Referring expression pointing data:
=== Section Start ===
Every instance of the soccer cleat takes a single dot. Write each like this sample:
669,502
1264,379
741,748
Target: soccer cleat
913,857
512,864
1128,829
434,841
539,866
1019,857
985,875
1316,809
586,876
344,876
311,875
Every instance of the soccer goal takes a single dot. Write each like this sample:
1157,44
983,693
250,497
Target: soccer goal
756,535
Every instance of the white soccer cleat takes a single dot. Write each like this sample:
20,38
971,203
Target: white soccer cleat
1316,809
=== Section End ===
§ The task
Scan the data above and copy each line containing the word "single".

§ Task result
Every instance of the soccer cleat takes a single dot. Write each like this sample:
Every instance of the soccer goal takes a single dot. Write each like this sample:
Every instance of the white soccer cleat takes a single dot. Write each like this sample:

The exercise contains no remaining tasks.